Answer these questions about the article on time-lapse seismic swaths below.
(a) For which two fields do the processed results support current business activities?
(b) For which fields are the results described as less convincing?
(c) What causes imaging errors and serious 4D non-repeatability?

Document passage:
________

Time-lapse seismic swaths prove cost-effective alternative to full-field 4D

May 1, 2007
With careful planning, time-lapse seismic technology (4D) swaths can be a cost-effective alternative to full-field 4D seismic acquisition for structurally simple fields and are important in Shell’s North Sea 4D strategy.

Important to Shell’s North Sea strategy

With careful planning, time-lapse seismic technology (4D) swaths can be a cost-effective alternative to full-field 4D seismic acquisition for structurally simple fields and are important in Shell’s North Sea 4D strategy.

The portfolio approach to 4D swath acquisition successfully acquired time-lapse seismic data over four North Sea fields at low cost with minimal preparation. In the case of Nelson and Guillemot fields, processed results support current business activities. For Scoter and Cook fields, the results are less convincing. In all cases, valuable information was acquired.

Keys to technical success are out-of-plane geological dips, which result in imaging errors and serious 4D non-repeatability. This may require up-front modeling to fix the number and location of repeat sail-lines to minimize such errors.

________

Material supplied:
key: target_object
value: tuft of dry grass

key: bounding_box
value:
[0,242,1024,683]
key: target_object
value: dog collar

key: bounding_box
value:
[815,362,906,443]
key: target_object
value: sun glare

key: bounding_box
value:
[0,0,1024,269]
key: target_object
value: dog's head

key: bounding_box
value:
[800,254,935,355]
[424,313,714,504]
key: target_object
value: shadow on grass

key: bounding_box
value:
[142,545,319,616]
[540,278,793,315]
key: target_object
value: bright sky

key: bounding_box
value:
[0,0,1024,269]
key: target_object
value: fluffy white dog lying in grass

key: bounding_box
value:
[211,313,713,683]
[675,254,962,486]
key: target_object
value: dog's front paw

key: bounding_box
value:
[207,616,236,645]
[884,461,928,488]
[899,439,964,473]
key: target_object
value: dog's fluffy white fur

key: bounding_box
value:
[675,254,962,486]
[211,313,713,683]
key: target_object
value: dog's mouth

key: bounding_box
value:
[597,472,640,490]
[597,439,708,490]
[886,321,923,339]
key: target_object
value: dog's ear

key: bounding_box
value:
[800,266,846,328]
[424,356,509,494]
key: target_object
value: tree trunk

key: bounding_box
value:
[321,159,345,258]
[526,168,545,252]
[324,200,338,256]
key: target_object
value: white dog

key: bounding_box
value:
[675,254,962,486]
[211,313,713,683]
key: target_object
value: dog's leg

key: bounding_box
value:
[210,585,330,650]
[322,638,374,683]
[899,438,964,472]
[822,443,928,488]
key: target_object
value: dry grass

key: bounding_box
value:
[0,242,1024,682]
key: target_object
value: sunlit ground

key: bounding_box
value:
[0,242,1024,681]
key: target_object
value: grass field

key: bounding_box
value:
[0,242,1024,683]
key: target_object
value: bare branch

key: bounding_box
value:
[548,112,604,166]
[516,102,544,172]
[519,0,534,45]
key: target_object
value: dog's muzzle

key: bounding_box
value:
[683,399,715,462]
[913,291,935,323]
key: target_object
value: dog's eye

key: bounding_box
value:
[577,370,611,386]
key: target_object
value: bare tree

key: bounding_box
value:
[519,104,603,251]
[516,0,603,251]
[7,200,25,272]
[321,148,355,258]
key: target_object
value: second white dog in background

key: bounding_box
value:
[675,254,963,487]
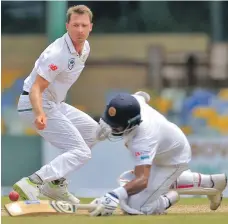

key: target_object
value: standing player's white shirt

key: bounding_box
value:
[125,95,191,166]
[23,33,90,103]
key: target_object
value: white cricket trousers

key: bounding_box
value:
[18,95,98,182]
[128,163,188,214]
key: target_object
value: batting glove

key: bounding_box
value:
[90,193,119,216]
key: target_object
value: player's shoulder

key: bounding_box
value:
[85,40,90,52]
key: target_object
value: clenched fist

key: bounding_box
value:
[35,113,47,130]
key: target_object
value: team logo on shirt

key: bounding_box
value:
[108,107,116,117]
[48,64,58,71]
[68,58,75,70]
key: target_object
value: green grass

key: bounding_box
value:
[1,197,228,224]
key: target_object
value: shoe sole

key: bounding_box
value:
[13,184,29,200]
[40,189,80,204]
[210,174,227,211]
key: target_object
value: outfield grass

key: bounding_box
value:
[1,197,228,224]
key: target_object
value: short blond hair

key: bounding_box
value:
[67,5,93,23]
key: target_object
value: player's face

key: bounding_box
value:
[66,13,93,43]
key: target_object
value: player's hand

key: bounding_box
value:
[35,113,47,130]
[90,193,119,216]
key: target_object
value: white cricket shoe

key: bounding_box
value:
[207,174,227,210]
[13,177,39,200]
[39,179,80,204]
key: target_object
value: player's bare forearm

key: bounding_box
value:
[29,84,44,115]
[124,165,151,195]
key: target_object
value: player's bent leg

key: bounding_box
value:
[128,164,187,214]
[40,178,80,204]
[207,174,227,210]
[16,104,91,203]
[171,170,227,210]
[13,177,39,200]
[141,191,180,215]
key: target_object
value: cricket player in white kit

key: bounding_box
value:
[13,5,99,204]
[91,92,227,216]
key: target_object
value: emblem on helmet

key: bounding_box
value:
[108,107,116,117]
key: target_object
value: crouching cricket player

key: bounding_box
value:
[91,92,227,216]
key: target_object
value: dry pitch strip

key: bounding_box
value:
[1,200,228,217]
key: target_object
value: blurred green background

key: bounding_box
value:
[1,1,228,196]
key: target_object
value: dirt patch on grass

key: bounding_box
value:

________

Solution:
(a) Nelson and Guillemot.
(b) Scoter and Cook.
(c) Out-of-plane geological dips.